* _To be done_
Extract every line of the records below and reproduce each one verbatim, with no alterations.

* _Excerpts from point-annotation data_
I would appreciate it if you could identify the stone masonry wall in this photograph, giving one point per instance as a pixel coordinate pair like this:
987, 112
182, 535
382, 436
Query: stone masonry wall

* _Worked answer_
I would appreciate it if you could identify the stone masonry wall in this photograph, giving one point per instance as a pixel coordinate pair like this:
987, 112
182, 535
382, 436
Query: stone masonry wall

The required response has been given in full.